[SET PROBLEM]
Repeat exactly the lines from the one containing "of the orange" through the last line of the records below, both included, and nothing else.

[DATA ENTRIES]

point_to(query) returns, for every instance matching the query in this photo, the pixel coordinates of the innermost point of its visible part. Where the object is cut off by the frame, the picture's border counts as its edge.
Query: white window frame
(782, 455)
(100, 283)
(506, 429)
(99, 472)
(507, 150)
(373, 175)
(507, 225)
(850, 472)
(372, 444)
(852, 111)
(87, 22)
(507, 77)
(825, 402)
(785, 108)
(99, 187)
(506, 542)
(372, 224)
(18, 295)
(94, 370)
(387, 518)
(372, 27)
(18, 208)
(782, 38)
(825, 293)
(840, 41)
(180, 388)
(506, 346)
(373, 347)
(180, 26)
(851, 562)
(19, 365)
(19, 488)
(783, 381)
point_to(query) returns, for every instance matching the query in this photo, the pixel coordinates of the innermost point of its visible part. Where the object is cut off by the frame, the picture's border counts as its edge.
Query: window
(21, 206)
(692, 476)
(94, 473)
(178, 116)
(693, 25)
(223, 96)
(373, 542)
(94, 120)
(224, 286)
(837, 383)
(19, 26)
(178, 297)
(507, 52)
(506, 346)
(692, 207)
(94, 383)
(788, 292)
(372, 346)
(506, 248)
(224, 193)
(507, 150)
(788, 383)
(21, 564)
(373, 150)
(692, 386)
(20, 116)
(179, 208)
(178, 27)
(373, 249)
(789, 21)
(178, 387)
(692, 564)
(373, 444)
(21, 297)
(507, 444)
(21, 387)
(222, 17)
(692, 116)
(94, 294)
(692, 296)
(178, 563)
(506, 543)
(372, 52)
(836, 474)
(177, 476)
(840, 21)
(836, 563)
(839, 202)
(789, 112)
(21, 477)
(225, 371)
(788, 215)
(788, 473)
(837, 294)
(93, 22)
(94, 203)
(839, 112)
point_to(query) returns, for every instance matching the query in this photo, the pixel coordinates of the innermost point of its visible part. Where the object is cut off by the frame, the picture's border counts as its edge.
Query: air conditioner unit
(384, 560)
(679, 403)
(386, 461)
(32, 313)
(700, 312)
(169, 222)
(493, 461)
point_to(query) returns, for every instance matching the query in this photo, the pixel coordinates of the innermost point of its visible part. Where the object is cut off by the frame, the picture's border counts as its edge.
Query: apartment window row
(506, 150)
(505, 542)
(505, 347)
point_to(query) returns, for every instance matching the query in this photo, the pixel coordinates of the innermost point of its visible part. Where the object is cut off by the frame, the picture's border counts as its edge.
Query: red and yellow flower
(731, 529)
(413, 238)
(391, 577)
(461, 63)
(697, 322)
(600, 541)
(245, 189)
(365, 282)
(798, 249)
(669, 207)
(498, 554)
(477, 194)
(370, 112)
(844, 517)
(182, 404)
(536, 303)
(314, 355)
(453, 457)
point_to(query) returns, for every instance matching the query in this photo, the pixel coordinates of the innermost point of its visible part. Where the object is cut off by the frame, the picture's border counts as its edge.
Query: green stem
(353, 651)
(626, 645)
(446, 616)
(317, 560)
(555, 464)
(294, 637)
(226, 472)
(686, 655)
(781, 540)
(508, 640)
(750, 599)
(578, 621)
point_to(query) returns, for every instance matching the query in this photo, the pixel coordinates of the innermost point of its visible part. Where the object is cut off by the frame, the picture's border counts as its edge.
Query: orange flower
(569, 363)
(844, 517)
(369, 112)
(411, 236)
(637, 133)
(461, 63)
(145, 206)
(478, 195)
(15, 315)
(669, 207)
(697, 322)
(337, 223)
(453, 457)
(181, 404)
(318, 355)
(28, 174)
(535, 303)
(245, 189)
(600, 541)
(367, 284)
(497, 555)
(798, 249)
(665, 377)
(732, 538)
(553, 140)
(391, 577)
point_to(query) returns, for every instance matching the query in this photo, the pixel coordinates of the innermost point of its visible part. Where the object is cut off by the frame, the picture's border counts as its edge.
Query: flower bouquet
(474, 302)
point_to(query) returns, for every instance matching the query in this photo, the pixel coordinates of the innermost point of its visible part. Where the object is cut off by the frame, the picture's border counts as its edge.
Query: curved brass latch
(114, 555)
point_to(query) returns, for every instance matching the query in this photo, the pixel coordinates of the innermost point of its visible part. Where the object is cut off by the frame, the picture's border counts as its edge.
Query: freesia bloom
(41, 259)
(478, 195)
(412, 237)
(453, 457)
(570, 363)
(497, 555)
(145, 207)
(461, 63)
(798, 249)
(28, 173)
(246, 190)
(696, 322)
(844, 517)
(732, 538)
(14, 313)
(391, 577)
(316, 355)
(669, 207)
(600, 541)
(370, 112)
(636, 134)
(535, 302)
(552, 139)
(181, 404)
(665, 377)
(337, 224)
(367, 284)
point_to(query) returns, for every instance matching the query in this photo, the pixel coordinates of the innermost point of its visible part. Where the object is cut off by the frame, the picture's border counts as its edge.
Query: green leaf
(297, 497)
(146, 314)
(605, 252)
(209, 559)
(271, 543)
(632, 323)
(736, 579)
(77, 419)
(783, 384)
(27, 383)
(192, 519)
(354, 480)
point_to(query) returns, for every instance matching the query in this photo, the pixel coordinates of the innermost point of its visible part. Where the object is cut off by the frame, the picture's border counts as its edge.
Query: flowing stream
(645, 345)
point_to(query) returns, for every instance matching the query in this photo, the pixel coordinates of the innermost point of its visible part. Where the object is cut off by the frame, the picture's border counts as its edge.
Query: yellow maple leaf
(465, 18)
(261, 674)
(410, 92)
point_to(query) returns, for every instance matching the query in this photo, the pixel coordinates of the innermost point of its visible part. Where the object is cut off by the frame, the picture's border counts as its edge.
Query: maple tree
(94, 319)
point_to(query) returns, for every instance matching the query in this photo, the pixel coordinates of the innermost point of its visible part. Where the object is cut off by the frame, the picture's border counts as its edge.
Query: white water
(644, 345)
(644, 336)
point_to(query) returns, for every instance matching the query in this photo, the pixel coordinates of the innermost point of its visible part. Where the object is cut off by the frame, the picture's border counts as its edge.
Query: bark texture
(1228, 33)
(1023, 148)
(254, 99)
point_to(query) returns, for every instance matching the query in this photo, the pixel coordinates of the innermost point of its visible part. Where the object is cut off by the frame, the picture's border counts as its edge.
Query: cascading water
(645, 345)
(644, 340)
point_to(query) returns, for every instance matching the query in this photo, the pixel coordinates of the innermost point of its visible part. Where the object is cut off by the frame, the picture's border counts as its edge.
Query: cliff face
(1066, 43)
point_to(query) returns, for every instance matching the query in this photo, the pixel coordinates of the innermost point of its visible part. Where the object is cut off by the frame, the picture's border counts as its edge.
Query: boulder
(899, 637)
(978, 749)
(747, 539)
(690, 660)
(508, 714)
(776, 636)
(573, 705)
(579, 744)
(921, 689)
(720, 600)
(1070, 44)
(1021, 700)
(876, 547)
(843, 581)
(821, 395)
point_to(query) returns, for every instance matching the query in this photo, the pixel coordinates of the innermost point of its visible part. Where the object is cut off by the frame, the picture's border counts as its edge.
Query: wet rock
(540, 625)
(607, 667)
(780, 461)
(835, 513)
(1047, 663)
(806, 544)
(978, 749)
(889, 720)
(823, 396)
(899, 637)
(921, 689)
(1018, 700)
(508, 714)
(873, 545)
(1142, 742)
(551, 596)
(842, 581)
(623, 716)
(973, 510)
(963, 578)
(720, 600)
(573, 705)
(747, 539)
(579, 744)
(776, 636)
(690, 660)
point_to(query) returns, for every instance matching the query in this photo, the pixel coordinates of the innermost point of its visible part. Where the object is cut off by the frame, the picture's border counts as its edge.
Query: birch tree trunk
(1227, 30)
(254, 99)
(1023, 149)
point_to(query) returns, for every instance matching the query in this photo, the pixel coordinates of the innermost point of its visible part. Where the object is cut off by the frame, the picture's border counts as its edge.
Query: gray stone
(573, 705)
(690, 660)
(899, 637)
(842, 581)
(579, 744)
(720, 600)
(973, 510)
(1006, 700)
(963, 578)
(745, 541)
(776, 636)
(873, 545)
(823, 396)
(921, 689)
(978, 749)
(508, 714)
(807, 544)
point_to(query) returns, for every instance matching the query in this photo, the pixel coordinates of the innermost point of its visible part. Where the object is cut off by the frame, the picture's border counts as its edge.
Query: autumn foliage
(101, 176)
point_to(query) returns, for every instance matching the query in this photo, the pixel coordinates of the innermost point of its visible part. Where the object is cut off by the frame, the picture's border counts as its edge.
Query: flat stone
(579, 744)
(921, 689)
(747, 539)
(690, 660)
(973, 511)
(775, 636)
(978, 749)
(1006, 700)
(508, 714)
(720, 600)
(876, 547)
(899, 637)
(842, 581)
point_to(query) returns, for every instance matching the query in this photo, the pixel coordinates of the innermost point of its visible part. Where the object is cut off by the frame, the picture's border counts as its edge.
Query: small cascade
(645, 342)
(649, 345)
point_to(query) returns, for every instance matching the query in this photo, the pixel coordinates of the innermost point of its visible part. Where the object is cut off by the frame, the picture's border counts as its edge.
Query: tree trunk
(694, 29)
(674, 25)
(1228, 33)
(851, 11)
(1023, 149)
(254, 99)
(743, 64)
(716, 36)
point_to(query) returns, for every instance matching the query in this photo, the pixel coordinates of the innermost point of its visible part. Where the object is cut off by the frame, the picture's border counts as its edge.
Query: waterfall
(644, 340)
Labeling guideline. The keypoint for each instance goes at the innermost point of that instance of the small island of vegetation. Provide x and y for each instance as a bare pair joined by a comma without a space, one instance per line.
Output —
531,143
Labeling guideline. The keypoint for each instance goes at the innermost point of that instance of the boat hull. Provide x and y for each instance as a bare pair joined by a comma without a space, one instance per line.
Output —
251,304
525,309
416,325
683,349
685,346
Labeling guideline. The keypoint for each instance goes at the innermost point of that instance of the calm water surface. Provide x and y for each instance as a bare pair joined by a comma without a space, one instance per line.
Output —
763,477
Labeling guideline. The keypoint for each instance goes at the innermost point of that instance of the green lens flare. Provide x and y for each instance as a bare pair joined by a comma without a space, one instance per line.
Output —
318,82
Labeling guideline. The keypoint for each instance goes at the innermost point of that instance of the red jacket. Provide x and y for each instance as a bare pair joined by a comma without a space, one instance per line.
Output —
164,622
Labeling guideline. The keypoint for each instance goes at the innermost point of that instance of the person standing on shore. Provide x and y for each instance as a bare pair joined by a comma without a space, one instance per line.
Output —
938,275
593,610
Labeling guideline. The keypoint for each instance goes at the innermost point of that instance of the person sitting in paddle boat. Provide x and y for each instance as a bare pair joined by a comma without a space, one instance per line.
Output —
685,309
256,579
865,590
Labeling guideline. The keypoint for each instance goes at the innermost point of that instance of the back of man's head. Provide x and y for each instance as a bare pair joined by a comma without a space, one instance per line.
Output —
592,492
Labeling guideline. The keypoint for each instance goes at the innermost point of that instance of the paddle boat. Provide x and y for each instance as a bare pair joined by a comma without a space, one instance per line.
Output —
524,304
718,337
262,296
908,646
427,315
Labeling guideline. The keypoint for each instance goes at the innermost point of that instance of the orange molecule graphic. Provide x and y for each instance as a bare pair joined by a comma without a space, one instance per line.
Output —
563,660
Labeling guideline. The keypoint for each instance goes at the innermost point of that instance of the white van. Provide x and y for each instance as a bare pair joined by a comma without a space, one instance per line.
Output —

[RESPONSE TO THIS EXERCISE]
Labeling guideline. The keypoint for each instance goes at the innermost point of that instance of the orange molecule graphic. Provide x and y for each instance as a bare pair joined by a comma without a space, one instance per line.
Output —
563,660
Labeling guideline. The keypoint for each instance goes at the innermost point of that instance of the white van. Provide x and y for each instance as a bare pair joined by a comma without a space, one instance per line.
Output —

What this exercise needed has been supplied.